La mesure ne profita pas aux petits paysans qui, de toute façon, se trouvaient écartés des enchères ; par contre, elle fut très avantageuse pour les acquéreurs bourgeois. Au fur et à mesure que la monnaie se déprécia, ils réglèrent leurs annuités en assignats de plus en plus avilis. (…) Les dernières annuités venant à échéance à une époque où l’assignat avait perdu à peu près toute valeur, les heureux propriétaires soldèrent, en fin de compte, leurs achats pour une bouchée de pain.

Cependant, au printemps 1793, la bourgeoisie fut obligée de s’assurer, contre l’ennemi intérieur et extérieur, le concours des bras nus. Il lui fallut bien esquisser un geste en faveur des paysans pauvres. La Convention décida, le 4 juin, de réserver à ces derniers une modeste portion des biens nationaux qui leur seraient distribués directement et sans enchères. Tout chef de famille qui n’était pas propriétaire d’un arpent recevrait un arpent payable en rentes annuelles. La concession était extrêmement réduite : le village ne devait pas posséder de biens communaux ; le décret ne s’appliquait qu’aux biens des émigrés ; l’administration du district restait libre de lotir à sa guise et de ne céder aux pauvres que les lots les plus mauvais. Dans une des rares régions où le décret fut appliqué, en Seine-et-Oise, il ne fut pas réparti plus de 1 552 arpents et si mal choisis que nombre de leurs bénéficiaires ne purent rien en tirer.

### Entrées fournies

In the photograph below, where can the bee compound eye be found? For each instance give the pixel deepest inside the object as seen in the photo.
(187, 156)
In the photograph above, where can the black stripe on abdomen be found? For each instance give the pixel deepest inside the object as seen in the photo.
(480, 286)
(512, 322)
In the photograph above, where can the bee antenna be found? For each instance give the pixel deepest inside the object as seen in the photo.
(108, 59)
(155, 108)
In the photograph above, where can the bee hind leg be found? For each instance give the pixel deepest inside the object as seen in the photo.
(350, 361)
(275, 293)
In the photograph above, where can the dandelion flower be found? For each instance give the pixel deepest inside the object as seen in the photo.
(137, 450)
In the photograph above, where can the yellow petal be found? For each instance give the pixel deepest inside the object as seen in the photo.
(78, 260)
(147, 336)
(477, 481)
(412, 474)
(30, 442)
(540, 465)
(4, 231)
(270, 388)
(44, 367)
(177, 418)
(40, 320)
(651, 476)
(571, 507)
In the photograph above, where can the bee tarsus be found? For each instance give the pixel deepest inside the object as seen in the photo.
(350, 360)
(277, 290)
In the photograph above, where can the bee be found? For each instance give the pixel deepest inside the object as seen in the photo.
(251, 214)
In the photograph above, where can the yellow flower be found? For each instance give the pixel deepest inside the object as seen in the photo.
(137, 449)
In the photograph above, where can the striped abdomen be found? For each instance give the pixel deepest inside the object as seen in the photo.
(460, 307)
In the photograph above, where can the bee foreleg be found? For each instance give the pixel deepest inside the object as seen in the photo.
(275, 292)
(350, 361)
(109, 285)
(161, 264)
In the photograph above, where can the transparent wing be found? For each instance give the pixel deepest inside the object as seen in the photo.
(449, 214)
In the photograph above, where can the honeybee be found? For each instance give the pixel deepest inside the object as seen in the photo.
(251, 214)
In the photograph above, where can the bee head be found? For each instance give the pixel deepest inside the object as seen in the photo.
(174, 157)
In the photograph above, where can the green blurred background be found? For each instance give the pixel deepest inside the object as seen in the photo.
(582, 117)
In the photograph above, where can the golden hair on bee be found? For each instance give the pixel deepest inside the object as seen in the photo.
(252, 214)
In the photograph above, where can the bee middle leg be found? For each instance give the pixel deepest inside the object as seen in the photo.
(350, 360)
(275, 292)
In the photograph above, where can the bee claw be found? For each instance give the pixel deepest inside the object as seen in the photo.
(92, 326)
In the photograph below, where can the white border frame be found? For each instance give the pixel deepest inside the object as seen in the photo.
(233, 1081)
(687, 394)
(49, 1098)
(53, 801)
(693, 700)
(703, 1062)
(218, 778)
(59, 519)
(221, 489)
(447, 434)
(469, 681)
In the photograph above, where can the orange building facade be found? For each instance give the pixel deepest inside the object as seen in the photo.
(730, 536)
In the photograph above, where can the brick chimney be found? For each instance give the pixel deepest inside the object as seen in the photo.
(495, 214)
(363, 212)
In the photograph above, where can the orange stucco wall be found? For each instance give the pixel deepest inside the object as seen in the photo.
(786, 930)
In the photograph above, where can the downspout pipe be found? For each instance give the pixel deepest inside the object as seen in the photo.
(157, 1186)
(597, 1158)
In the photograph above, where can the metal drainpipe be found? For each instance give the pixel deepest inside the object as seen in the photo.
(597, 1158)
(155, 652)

### Consigne 1
Énumérez les restrictions qui, selon l'extrait sur les biens nationaux, réduisaient la concession décidée par la Convention le 4 juin.
### Consigne 2
Rassemblez chaque ligne des enregistrements où figure le mot "abdomen".
L'extrait et les enregistrements n'ont aucun lien entre eux.

### Corrigé 1
- Le village ne devait pas posséder de biens communaux.
- Le décret ne s'appliquait qu'aux biens des émigrés.
- L'administration du district restait libre de lotir à sa guise et de ne céder aux pauvres que les lots les plus mauvais.

### Corrigé 2
In the photograph above, where can the black stripe on abdomen be found? For each instance give the pixel deepest inside the object as seen in the photo.
In the photograph above, where can the striped abdomen be found? For each instance give the pixel deepest inside the object as seen in the photo.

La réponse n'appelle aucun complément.